======== GIVEN RECORDS

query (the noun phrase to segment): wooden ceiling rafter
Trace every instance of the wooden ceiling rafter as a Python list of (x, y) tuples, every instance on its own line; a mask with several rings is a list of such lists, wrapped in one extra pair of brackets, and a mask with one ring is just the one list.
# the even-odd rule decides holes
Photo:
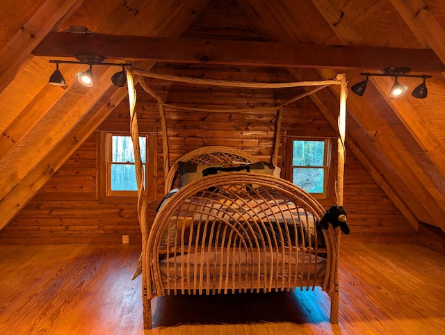
[[(293, 72), (293, 74), (297, 79), (301, 78), (301, 75), (300, 75), (295, 70), (292, 69), (291, 71)], [(309, 97), (332, 128), (335, 129), (337, 122), (337, 118), (331, 113), (330, 110), (325, 106), (323, 100), (320, 99), (316, 94), (311, 95)], [(400, 213), (403, 213), (404, 217), (407, 219), (411, 227), (412, 227), (415, 230), (417, 230), (419, 228), (419, 221), (416, 218), (412, 210), (400, 199), (391, 185), (388, 183), (388, 181), (386, 180), (385, 177), (379, 172), (375, 163), (362, 152), (359, 146), (355, 142), (353, 138), (351, 137), (348, 132), (346, 132), (346, 142), (348, 149), (350, 150), (359, 162), (360, 162), (366, 169), (369, 172), (369, 174), (377, 184), (383, 190), (396, 208)]]
[[(444, 72), (445, 65), (433, 51), (365, 45), (298, 44), (250, 42), (49, 33), (33, 51), (34, 56), (73, 57), (79, 50), (108, 59), (153, 60), (193, 64), (280, 67), (365, 68), (381, 70), (387, 64), (416, 71)], [(428, 58), (428, 62), (423, 60)]]
[[(254, 2), (255, 3), (259, 3), (259, 2), (263, 3), (263, 4), (264, 5), (264, 1), (262, 0), (250, 0), (250, 2)], [(270, 26), (270, 25), (273, 25), (275, 24), (275, 22), (277, 22), (278, 21), (277, 17), (281, 17), (282, 15), (286, 15), (286, 13), (284, 13), (284, 11), (283, 11), (282, 13), (275, 13), (275, 15), (271, 15), (271, 11), (270, 10), (265, 10), (266, 8), (267, 8), (267, 6), (268, 5), (268, 3), (264, 6), (264, 11), (261, 13), (259, 13), (259, 15), (267, 15), (268, 16), (267, 19), (266, 18), (263, 17), (263, 20), (264, 20), (264, 24), (266, 24), (267, 26)], [(285, 33), (283, 33), (282, 35), (286, 35), (286, 34), (289, 35), (289, 33), (286, 32)], [(277, 38), (279, 38), (279, 37), (277, 37)], [(358, 38), (359, 39), (360, 38), (359, 36), (358, 37)], [(296, 41), (298, 41), (298, 39), (296, 38), (296, 37), (292, 36), (292, 41), (293, 42), (296, 42)], [(330, 75), (334, 74), (334, 72), (333, 71), (330, 71), (329, 72), (329, 73), (330, 73), (329, 75), (323, 75), (323, 70), (319, 69), (317, 71), (320, 72), (322, 79), (325, 79), (327, 78), (329, 78)], [(334, 90), (334, 92), (337, 95), (338, 95), (338, 92), (335, 92), (335, 90)], [(353, 116), (354, 116), (355, 114), (359, 114), (359, 113), (352, 113), (352, 111), (361, 111), (362, 108), (360, 108), (359, 106), (355, 106), (355, 107), (351, 108), (350, 102), (350, 101), (348, 102), (348, 110), (350, 110), (351, 111), (351, 114), (353, 115)], [(366, 129), (367, 128), (364, 126), (363, 129)], [(372, 126), (371, 127), (371, 129), (372, 129)], [(384, 148), (385, 148), (385, 147), (384, 147)], [(363, 158), (363, 155), (362, 155), (361, 158)], [(399, 159), (400, 163), (403, 163), (403, 159), (400, 157), (399, 157), (398, 159)], [(366, 166), (366, 165), (367, 164), (365, 162), (365, 163), (364, 164), (364, 166)], [(406, 165), (406, 164), (405, 164), (405, 165)], [(406, 165), (406, 166), (405, 166), (405, 168), (407, 169), (407, 168), (409, 168), (409, 166)], [(373, 177), (375, 177), (376, 176), (374, 175)], [(416, 178), (415, 174), (413, 174), (412, 177)], [(378, 180), (376, 180), (376, 182), (378, 183)], [(423, 186), (421, 185), (421, 183), (419, 183), (419, 187), (423, 187)], [(387, 183), (387, 185), (389, 186), (389, 184)], [(424, 188), (423, 189), (423, 190), (425, 190)], [(385, 190), (385, 188), (384, 188), (384, 190)], [(415, 192), (415, 190), (416, 190), (416, 189), (414, 189), (413, 192)], [(390, 193), (390, 195), (391, 194), (391, 193)], [(429, 193), (428, 193), (427, 191), (423, 193), (423, 195), (426, 197), (430, 200), (432, 200), (433, 202), (435, 202), (434, 199), (430, 196), (430, 195)], [(395, 201), (393, 200), (395, 204), (403, 204), (404, 203), (404, 202), (400, 198), (399, 196), (398, 196), (397, 197), (398, 198), (398, 199), (394, 199)], [(439, 209), (439, 210), (437, 210), (437, 209)], [(439, 215), (440, 215), (440, 213), (442, 211), (440, 209), (440, 208), (435, 208), (432, 211), (435, 213), (435, 215), (433, 215), (433, 216), (435, 216), (435, 220), (437, 220), (439, 216)], [(402, 214), (403, 214), (403, 212), (401, 212), (401, 213), (402, 213)], [(412, 218), (410, 217), (410, 214), (408, 214), (407, 215), (406, 218), (407, 218), (407, 220), (408, 222), (410, 222), (410, 223), (412, 222)], [(416, 226), (416, 224), (413, 224), (413, 227), (414, 227), (414, 226)]]
[[(165, 2), (163, 0), (163, 2)], [(198, 13), (202, 10), (203, 8), (205, 7), (207, 3), (209, 2), (209, 0), (196, 0), (195, 1), (184, 1), (181, 3), (181, 6), (175, 6), (175, 11), (179, 13), (181, 10), (184, 9), (186, 13), (192, 13), (190, 16), (183, 16), (181, 17), (182, 19), (178, 20), (177, 19), (175, 19), (175, 21), (172, 22), (171, 25), (168, 26), (163, 26), (163, 30), (165, 31), (158, 32), (161, 35), (163, 33), (165, 35), (177, 35), (181, 33), (181, 31), (185, 30), (186, 26), (188, 26), (190, 24), (190, 17), (195, 17)], [(141, 3), (145, 3), (147, 5), (146, 1), (141, 1)], [(173, 5), (173, 3), (172, 3)], [(193, 8), (193, 10), (188, 10), (190, 8)], [(47, 15), (51, 15), (51, 13), (47, 13)], [(134, 13), (129, 17), (129, 20), (134, 19)], [(125, 26), (125, 22), (123, 22), (122, 19), (122, 16), (119, 16), (118, 22), (121, 23), (121, 25), (119, 26), (120, 29), (122, 29), (122, 27)], [(174, 19), (173, 18), (170, 18), (171, 19)], [(165, 21), (165, 20), (164, 20)], [(110, 31), (108, 31), (108, 33)], [(114, 31), (114, 33), (118, 33), (118, 31)], [(31, 51), (29, 51), (31, 52)], [(151, 66), (153, 65), (154, 63), (152, 63)], [(151, 66), (149, 67), (151, 67)], [(106, 72), (104, 76), (102, 76), (100, 79), (96, 78), (96, 81), (98, 81), (99, 80), (106, 80), (107, 82), (109, 81), (109, 79), (111, 77), (111, 73)], [(108, 88), (110, 86), (107, 84), (102, 85), (104, 87), (104, 91), (102, 94), (97, 97), (97, 100), (91, 99), (89, 102), (85, 101), (83, 108), (86, 111), (89, 111), (95, 105), (96, 102), (100, 99), (104, 94), (108, 92)], [(58, 88), (60, 89), (60, 88)], [(88, 91), (89, 92), (89, 91)], [(127, 94), (127, 91), (125, 91)], [(80, 117), (80, 116), (79, 116)], [(80, 119), (77, 120), (79, 122)], [(74, 119), (73, 119), (73, 121)], [(73, 124), (74, 126), (76, 126), (77, 122), (75, 122)], [(97, 127), (98, 125), (95, 126)], [(76, 137), (76, 140), (79, 144), (79, 145), (83, 143), (86, 138), (90, 135), (90, 133), (94, 131), (95, 128), (89, 129), (88, 131), (83, 131), (80, 133), (80, 136)], [(59, 161), (65, 161), (67, 159), (71, 154), (70, 152), (63, 149), (63, 144), (65, 143), (65, 139), (68, 141), (71, 140), (71, 139), (67, 136), (68, 133), (65, 132), (65, 136), (63, 136), (61, 142), (60, 142), (59, 145), (56, 147), (49, 146), (49, 147), (44, 147), (45, 152), (38, 153), (38, 155), (41, 156), (42, 159), (39, 162), (35, 162), (35, 165), (32, 166), (30, 165), (30, 170), (27, 174), (23, 173), (23, 172), (20, 172), (19, 174), (19, 176), (17, 177), (17, 173), (14, 172), (14, 168), (8, 169), (12, 171), (10, 174), (8, 175), (10, 177), (11, 179), (13, 181), (10, 188), (8, 186), (9, 190), (8, 193), (3, 192), (0, 195), (0, 208), (5, 209), (5, 210), (8, 211), (8, 213), (10, 215), (4, 215), (3, 218), (0, 219), (0, 229), (1, 229), (3, 227), (5, 227), (8, 222), (14, 217), (14, 215), (18, 213), (19, 209), (21, 209), (23, 206), (24, 206), (31, 198), (44, 185), (44, 183), (49, 180), (48, 179), (50, 177), (48, 177), (49, 169), (48, 167), (51, 166), (51, 162), (59, 162)], [(50, 141), (51, 142), (51, 141)], [(49, 148), (52, 148), (52, 151), (49, 152)], [(12, 152), (13, 150), (11, 150)], [(21, 152), (19, 152), (20, 154)], [(58, 166), (56, 164), (54, 166)], [(40, 168), (38, 168), (40, 166)], [(56, 170), (53, 170), (51, 172), (51, 174), (54, 173)], [(51, 172), (51, 169), (49, 169), (49, 172)], [(4, 177), (4, 176), (1, 176)], [(8, 184), (9, 185), (9, 184)], [(4, 195), (3, 193), (5, 193)], [(18, 206), (17, 206), (18, 205)], [(10, 206), (15, 206), (15, 208), (10, 208)], [(6, 212), (5, 212), (6, 213)]]
[[(317, 9), (321, 14), (326, 19), (329, 19), (330, 23), (331, 24), (331, 28), (333, 31), (335, 33), (336, 35), (339, 38), (341, 41), (343, 43), (348, 44), (353, 42), (364, 42), (361, 40), (361, 37), (358, 33), (354, 28), (352, 23), (349, 22), (348, 17), (343, 16), (341, 17), (341, 25), (338, 24), (338, 19), (336, 19), (334, 17), (332, 17), (332, 13), (342, 13), (340, 8), (338, 7), (335, 3), (334, 3), (332, 0), (313, 0), (312, 1), (314, 5), (317, 7)], [(327, 76), (329, 76), (329, 73), (331, 72), (326, 70), (324, 72), (327, 74)], [(382, 93), (382, 97), (386, 100), (387, 103), (389, 106), (391, 107), (393, 111), (398, 115), (399, 119), (403, 122), (403, 124), (407, 126), (411, 134), (414, 137), (414, 138), (419, 143), (422, 149), (424, 152), (426, 152), (428, 157), (431, 159), (432, 162), (435, 165), (437, 166), (437, 164), (440, 165), (439, 170), (441, 170), (441, 173), (445, 173), (445, 149), (444, 149), (443, 147), (440, 145), (440, 143), (437, 141), (435, 137), (432, 134), (432, 133), (429, 131), (428, 127), (426, 127), (423, 122), (421, 118), (416, 115), (416, 113), (412, 105), (406, 100), (406, 99), (390, 99), (387, 97), (386, 92), (387, 92), (388, 85), (387, 81), (389, 79), (387, 78), (381, 78), (381, 77), (373, 77), (373, 82), (377, 83), (377, 86), (380, 89), (380, 92)], [(387, 85), (385, 88), (382, 88), (380, 85), (382, 82), (387, 82)], [(389, 84), (391, 85), (391, 84)], [(383, 92), (382, 92), (382, 90)], [(357, 103), (355, 100), (357, 100), (357, 97), (355, 96), (350, 97), (350, 103)], [(398, 106), (398, 108), (397, 108)], [(403, 109), (400, 109), (400, 107), (405, 107)], [(358, 108), (358, 106), (357, 106)], [(403, 111), (403, 112), (400, 112), (400, 111)], [(362, 119), (362, 121), (357, 120), (358, 119)], [(364, 125), (362, 123), (365, 122), (362, 115), (356, 115), (355, 119), (359, 122), (362, 122), (361, 124)], [(418, 123), (415, 124), (412, 124), (411, 122)], [(367, 126), (364, 126), (364, 129), (372, 129), (369, 128), (371, 126), (371, 124), (368, 124)], [(378, 136), (378, 133), (375, 133), (376, 136)], [(392, 136), (390, 136), (392, 138)], [(429, 138), (431, 137), (431, 138)], [(396, 138), (396, 136), (394, 136)], [(385, 140), (382, 138), (382, 140), (387, 142), (387, 140)], [(382, 142), (383, 143), (383, 142)], [(391, 149), (389, 149), (391, 151)], [(441, 152), (441, 150), (443, 150), (443, 152)], [(403, 161), (403, 158), (400, 158), (401, 161)], [(398, 163), (393, 162), (393, 163), (398, 164)], [(423, 203), (423, 206), (428, 210), (430, 209), (429, 204), (436, 204), (437, 208), (435, 206), (433, 209), (429, 209), (430, 214), (434, 218), (434, 220), (436, 221), (437, 224), (441, 227), (444, 230), (445, 230), (445, 224), (442, 224), (442, 221), (439, 219), (441, 215), (441, 212), (443, 214), (445, 214), (445, 208), (442, 206), (442, 204), (444, 203), (443, 199), (440, 201), (438, 201), (435, 197), (435, 194), (432, 194), (428, 188), (426, 188), (423, 183), (419, 179), (419, 177), (416, 173), (412, 172), (411, 168), (407, 165), (407, 168), (409, 170), (405, 170), (399, 171), (398, 169), (396, 169), (398, 173), (408, 173), (410, 174), (412, 177), (416, 178), (419, 182), (419, 186), (421, 187), (422, 190), (422, 193), (423, 196), (424, 201), (426, 202)], [(402, 179), (403, 180), (406, 180), (405, 178)], [(424, 174), (424, 177), (426, 178), (429, 177)], [(410, 178), (409, 180), (412, 181), (413, 179)], [(413, 190), (413, 193), (416, 193), (416, 189)], [(443, 226), (443, 227), (442, 227)]]
[(33, 170), (27, 174), (23, 182), (15, 187), (3, 201), (0, 202), (0, 230), (22, 210), (26, 202), (48, 182), (53, 174), (83, 143), (100, 124), (111, 113), (127, 95), (124, 88), (115, 88), (116, 91), (84, 124), (78, 123), (64, 137), (61, 142), (54, 147)]
[[(0, 183), (3, 185), (0, 190), (0, 199), (4, 199), (13, 188), (32, 172), (34, 167), (29, 164), (30, 158), (32, 158), (33, 163), (38, 164), (99, 101), (102, 95), (112, 86), (110, 78), (115, 72), (115, 69), (108, 69), (104, 75), (96, 78), (96, 85), (90, 88), (71, 108), (60, 111), (57, 119), (47, 121), (48, 129), (40, 132), (40, 137), (34, 137), (31, 133), (25, 137), (24, 143), (26, 143), (27, 137), (31, 136), (33, 138), (33, 147), (24, 146), (23, 144), (17, 145), (3, 157), (5, 170), (8, 171), (8, 173), (0, 175)], [(14, 159), (10, 159), (11, 156)]]
[(0, 50), (0, 92), (14, 79), (17, 72), (32, 58), (31, 52), (54, 26), (66, 19), (72, 8), (84, 0), (46, 0), (31, 19)]
[[(445, 31), (423, 0), (390, 0), (422, 47), (431, 49), (445, 64)], [(431, 33), (434, 31), (434, 33)]]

================

Pull out each line of the data above that contains the word "ceiling", copying those lines in their original order.

* _TASK RESPONSE_:
query (the noun phrase to segment): wooden ceiling rafter
Trace every instance of the wooden ceiling rafter as a Python list of (x, y) tuples, every instance on its own line; a mask with several rings is a list of such lists, wrapped in one extra pair of brackets, and a mask with one ring is just the one list.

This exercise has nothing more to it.